In 1962, Yves Saint Laurent along with Pierre Berge, opened his own haute couture house at 30 bis rue Spontini in the 16th arrondissement of Paris, that later moved at 5 avenue Marceau on July 14, 1974. The haute couture house closed in October 2002 and became the Fondation Yves Saint Laurent and Pierre Berge. Its primary mission is to conserve and promote Saint Laurent's work. In 1962 he also decided to set aside certain designs after each show and in 1982 the word museum first appeared in the ateliers' specifications sheets for these pieces, which were taken off the market and kept in special storerooms beggining in 1997. This legacy, composed of thousands of designs and all of the documents related to their creation, is unequaled in the fashion world. Today the hause couture house has been designated a "Musee de France" celebrating the creative genius of someone who remains one of the greatest couturiers of the twentieth century.


     On the ground floor were the salons, where fashion shows were also held up until 1976, when they were presented at the Hotel Inter Continental. There the shows became true spectacles accompanied by music. The salon which housed the accessories, has remained unchanged. The first section brings together the designs that have come to define YSL's signature style. Each one borrows from menswear and has adapted to the female body. These garments once belonged exclusively to the utilitarian male wardrobe. Saint Laurent kept the cut, comfort and practical aspects of these pieces and adjusted them for a feminine silhouette in way that combined simplicity and elegance. All of these pieces were created in 1970, the same year as the start of the women's liberation movement.
*-*-*
▸ SET PROBLEM 1
From the Saint Laurent passage, print the text from "On the ground" up to and including "women's liberation movement.".
▸ SET PROBLEM 2
According to the Saint Laurent passage, where were the fashion shows presented after 1976?
▸ SET PROBLEM 3
Condense the paragraph of the Saint Laurent passage that begins "On the ground floor were the salons" into a short bulleted list that keeps its main facts.
*-*-*
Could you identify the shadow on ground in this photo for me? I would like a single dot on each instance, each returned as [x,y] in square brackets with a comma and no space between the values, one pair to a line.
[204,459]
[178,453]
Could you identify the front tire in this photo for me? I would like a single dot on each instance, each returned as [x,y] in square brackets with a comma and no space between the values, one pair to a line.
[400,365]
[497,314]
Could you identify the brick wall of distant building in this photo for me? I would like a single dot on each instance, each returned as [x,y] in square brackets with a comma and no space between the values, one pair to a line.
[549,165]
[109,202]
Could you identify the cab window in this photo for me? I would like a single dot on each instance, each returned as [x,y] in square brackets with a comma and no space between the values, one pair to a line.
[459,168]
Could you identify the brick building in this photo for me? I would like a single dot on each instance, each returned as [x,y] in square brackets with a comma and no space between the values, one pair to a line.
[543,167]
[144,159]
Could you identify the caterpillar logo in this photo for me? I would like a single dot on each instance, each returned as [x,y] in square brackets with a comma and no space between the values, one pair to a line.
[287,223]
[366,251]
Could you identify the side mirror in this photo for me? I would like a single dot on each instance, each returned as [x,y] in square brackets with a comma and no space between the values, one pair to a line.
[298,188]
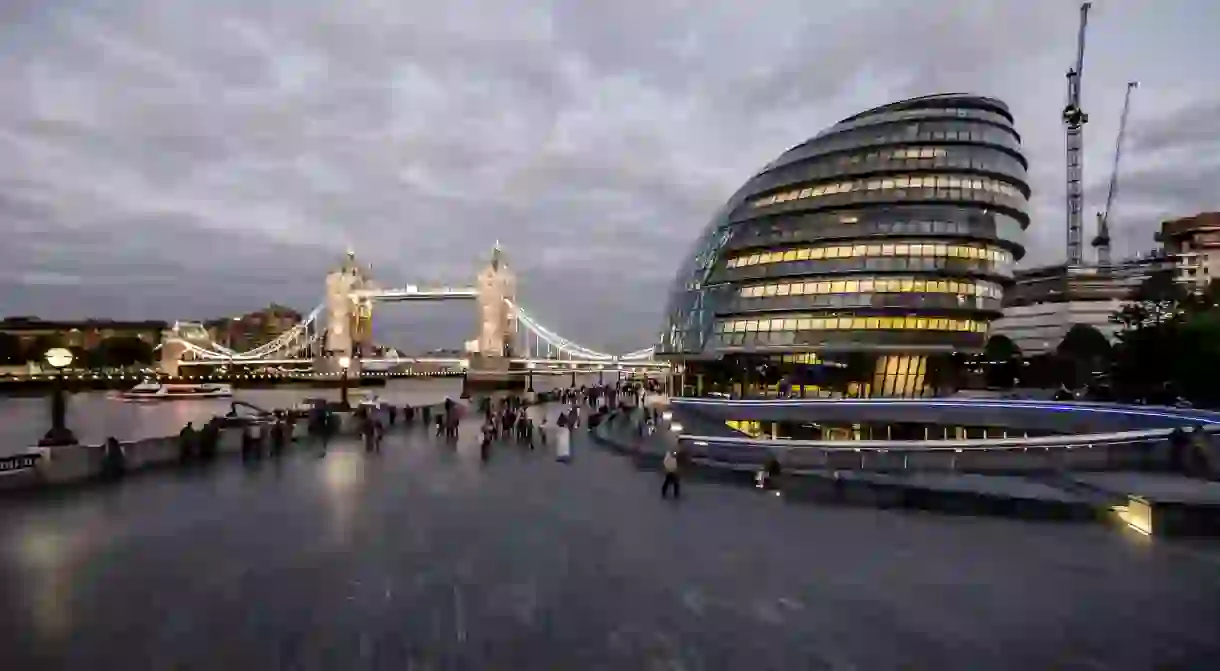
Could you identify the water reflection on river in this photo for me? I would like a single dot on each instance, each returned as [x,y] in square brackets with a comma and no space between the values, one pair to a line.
[93,416]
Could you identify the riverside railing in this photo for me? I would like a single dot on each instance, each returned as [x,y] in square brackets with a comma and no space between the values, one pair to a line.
[1098,452]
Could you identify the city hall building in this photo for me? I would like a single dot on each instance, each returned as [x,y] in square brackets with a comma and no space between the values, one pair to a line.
[864,261]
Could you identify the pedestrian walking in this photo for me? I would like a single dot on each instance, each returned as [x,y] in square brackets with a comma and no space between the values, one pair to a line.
[671,475]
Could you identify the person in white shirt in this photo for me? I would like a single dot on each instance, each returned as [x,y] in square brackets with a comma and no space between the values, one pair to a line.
[671,475]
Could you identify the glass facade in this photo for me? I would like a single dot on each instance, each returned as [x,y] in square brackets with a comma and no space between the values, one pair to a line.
[891,236]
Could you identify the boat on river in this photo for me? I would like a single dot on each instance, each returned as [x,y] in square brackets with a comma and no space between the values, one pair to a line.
[159,392]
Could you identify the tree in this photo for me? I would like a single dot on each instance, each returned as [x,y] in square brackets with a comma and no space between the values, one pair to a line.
[1197,358]
[1003,361]
[1162,348]
[1155,301]
[1083,351]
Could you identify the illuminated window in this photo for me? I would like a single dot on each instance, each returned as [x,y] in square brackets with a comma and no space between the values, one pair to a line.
[921,249]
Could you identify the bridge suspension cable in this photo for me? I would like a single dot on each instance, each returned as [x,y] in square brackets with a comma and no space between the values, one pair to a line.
[554,339]
[309,332]
[287,342]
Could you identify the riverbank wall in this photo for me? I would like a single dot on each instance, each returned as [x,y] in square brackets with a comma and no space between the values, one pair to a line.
[67,465]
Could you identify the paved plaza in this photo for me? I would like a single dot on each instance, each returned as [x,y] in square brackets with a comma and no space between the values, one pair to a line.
[426,558]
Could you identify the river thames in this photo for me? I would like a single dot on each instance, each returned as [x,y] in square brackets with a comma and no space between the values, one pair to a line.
[94,416]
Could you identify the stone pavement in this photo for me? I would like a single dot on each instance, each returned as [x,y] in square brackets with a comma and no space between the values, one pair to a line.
[426,558]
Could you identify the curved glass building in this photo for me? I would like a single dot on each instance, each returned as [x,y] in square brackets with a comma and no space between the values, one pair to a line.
[859,261]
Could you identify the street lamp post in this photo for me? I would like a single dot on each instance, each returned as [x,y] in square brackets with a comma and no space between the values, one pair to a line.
[344,364]
[59,433]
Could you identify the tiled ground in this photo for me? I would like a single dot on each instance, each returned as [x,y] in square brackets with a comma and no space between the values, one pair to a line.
[426,558]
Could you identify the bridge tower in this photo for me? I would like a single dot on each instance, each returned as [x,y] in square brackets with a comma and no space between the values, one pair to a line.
[497,320]
[348,321]
[173,349]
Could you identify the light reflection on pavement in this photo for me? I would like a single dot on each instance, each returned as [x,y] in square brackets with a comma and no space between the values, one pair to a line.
[425,555]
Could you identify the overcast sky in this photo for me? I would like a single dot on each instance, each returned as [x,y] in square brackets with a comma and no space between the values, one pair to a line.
[195,157]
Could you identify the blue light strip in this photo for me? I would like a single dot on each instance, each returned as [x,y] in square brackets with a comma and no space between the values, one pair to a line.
[1131,410]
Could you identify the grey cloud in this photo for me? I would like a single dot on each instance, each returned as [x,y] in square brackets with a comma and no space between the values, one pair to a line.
[190,159]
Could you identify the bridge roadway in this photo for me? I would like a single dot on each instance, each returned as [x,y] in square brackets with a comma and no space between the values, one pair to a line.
[425,558]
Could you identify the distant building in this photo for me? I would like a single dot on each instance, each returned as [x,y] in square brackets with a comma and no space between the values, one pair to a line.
[1044,303]
[1193,243]
[84,333]
[863,260]
[251,330]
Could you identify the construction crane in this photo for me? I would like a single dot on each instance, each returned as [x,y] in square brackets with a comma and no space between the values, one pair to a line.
[1075,120]
[1102,242]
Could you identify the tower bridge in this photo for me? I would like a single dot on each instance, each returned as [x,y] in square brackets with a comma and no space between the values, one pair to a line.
[337,334]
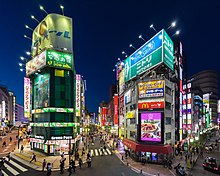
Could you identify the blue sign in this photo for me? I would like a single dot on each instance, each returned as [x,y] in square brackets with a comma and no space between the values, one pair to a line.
[147,48]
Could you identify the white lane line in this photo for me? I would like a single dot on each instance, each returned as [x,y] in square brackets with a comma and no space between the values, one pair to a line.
[105,152]
[4,173]
[108,151]
[96,152]
[92,153]
[18,166]
[11,169]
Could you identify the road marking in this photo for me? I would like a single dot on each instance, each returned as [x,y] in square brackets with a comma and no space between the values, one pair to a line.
[108,151]
[18,166]
[11,169]
[92,153]
[4,173]
[96,152]
[105,152]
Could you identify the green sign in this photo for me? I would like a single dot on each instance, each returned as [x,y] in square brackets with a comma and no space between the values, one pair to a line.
[168,56]
[59,59]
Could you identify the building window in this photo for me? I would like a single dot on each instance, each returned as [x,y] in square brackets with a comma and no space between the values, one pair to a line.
[168,136]
[168,120]
[168,105]
[168,90]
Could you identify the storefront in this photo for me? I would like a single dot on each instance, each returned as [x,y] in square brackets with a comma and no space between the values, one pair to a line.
[153,153]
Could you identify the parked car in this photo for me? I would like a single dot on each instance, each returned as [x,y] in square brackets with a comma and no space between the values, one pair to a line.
[211,164]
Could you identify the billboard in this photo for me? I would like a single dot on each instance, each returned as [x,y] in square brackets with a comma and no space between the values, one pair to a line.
[41,91]
[151,105]
[50,58]
[78,95]
[155,51]
[151,126]
[27,97]
[151,89]
[116,109]
[55,32]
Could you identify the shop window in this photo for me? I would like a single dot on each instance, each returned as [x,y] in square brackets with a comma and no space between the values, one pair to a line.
[168,105]
[168,136]
[168,120]
[168,90]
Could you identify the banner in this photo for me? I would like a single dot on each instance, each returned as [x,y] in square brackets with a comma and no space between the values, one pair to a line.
[78,95]
[27,96]
[115,109]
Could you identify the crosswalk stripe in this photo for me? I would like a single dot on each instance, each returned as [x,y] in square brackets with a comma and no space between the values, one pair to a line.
[11,169]
[108,151]
[4,173]
[105,152]
[18,166]
[96,152]
[92,153]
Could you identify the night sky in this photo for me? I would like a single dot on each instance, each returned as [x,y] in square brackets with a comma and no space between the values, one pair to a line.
[103,29]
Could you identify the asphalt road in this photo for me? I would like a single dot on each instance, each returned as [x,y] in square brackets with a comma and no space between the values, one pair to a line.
[198,169]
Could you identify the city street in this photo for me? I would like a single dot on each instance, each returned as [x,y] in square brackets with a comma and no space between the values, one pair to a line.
[198,169]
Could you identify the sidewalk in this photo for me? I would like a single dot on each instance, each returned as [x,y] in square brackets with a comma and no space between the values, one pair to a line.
[26,155]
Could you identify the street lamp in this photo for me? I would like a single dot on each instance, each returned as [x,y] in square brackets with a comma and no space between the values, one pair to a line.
[131,46]
[173,24]
[32,16]
[62,7]
[42,8]
[152,26]
[140,36]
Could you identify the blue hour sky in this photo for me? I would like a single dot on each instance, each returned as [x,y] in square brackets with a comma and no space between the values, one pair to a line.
[103,29]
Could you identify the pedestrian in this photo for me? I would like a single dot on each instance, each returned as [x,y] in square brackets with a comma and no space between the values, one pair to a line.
[89,161]
[80,163]
[44,164]
[22,149]
[49,169]
[8,156]
[33,158]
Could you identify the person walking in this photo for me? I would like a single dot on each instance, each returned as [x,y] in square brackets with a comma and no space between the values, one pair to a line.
[80,163]
[33,158]
[22,149]
[44,164]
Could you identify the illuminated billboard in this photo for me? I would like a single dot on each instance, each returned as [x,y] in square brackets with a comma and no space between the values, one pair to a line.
[54,32]
[78,95]
[151,89]
[151,126]
[27,97]
[41,91]
[159,49]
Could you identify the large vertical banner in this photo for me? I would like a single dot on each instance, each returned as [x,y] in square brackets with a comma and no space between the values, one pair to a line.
[27,95]
[104,115]
[54,32]
[78,95]
[116,109]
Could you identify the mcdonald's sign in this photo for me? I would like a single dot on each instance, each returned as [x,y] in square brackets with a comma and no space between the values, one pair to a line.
[151,105]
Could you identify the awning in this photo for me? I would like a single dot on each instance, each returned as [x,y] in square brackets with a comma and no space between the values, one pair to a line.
[157,148]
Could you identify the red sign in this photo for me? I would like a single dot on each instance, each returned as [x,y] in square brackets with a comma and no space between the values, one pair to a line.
[115,109]
[104,115]
[151,105]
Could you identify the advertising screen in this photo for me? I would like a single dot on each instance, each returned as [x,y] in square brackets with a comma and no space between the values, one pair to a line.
[27,97]
[151,89]
[151,126]
[41,91]
[55,32]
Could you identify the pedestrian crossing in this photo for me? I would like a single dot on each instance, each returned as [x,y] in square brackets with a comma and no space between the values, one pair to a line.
[12,168]
[100,152]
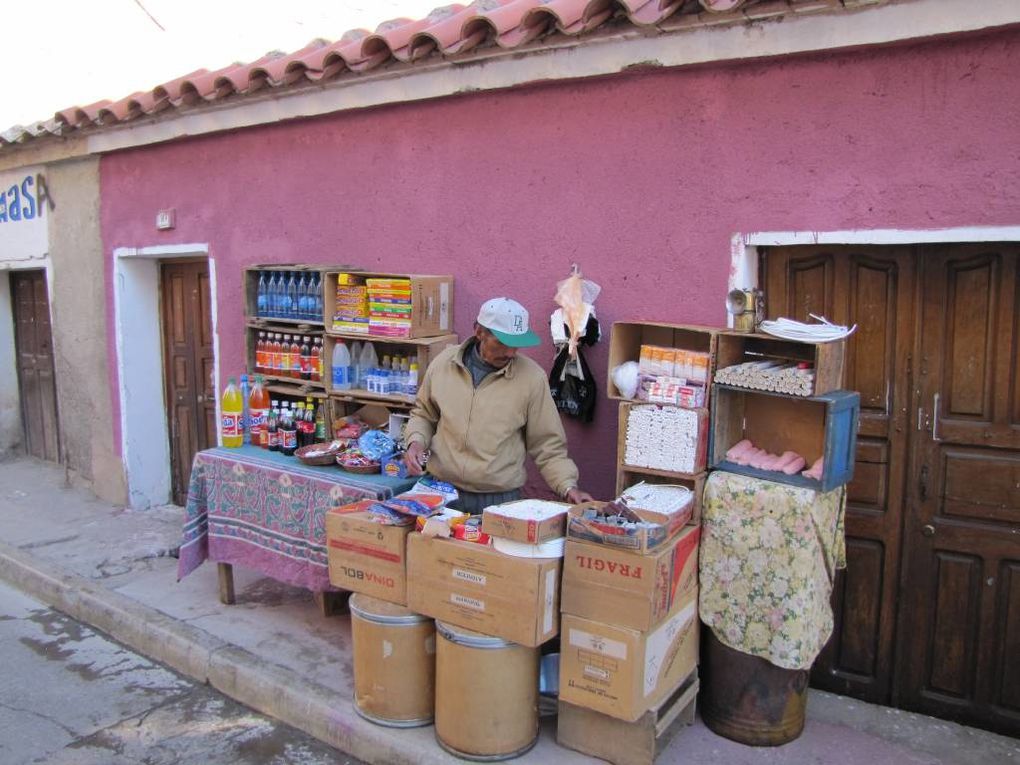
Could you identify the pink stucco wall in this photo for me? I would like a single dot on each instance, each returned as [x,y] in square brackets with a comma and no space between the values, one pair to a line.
[642,180]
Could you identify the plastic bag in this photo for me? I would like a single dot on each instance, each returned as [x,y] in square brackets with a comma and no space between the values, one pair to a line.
[575,296]
[572,386]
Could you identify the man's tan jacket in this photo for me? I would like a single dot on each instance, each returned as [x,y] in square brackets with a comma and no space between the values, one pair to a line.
[479,436]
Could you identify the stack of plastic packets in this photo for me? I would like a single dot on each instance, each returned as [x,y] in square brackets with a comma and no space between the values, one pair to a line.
[351,314]
[663,438]
[390,307]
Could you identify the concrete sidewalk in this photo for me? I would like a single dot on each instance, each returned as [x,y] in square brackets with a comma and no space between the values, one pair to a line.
[272,651]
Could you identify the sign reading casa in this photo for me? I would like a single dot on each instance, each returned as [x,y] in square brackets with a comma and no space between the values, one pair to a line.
[24,202]
[24,199]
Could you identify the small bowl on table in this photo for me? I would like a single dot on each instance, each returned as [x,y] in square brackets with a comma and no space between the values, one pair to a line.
[319,455]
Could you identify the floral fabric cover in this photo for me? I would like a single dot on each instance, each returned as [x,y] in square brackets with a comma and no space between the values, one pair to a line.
[768,558]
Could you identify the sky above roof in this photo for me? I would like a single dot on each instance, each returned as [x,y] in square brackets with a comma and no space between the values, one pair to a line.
[63,53]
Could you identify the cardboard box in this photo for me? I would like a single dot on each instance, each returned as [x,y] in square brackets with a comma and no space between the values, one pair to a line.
[642,541]
[623,672]
[472,585]
[367,557]
[619,587]
[550,521]
[627,338]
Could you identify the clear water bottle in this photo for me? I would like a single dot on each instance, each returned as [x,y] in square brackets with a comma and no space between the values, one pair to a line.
[291,300]
[341,366]
[262,296]
[301,309]
[316,298]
*-*-*
▸ FINAL RESULT 1
On the ground floor were the salons, where fashion shows were also held up until 1976, when they were presented at the Hotel Inter Continental. There the shows became true spectacles accompanied by music. The salon which housed the accessories, has remained unchanged. The first section brings together the designs that have come to define YSL's signature style. Each one borrows from menswear and has adapted to the female body. These garments once belonged exclusively to the utilitarian male wardrobe. Saint Laurent kept the cut, comfort and practical aspects of these pieces and adjusted them for a feminine silhouette in way that combined simplicity and elegance. All of these pieces were created in 1970, the same year as the start of the women's liberation movement.

▸ FINAL RESULT 2
At the Hotel Inter Continental.

▸ FINAL RESULT 3
- The ground floor held the salons, which hosted fashion shows until 1976.
- The shows then moved to the Hotel Inter Continental, where they became true spectacles with music.
- The accessories salon has remained unchanged.
- The first section gathers the designs that define YSL's signature style, each borrowed from menswear and adapted to the female body.
- These garments once belonged only to the utilitarian male wardrobe. Saint Laurent kept their cut, comfort and practicality and adjusted them to a feminine silhouette with simplicity and elegance.
- All were created in 1970, the same year the women's liberation movement began.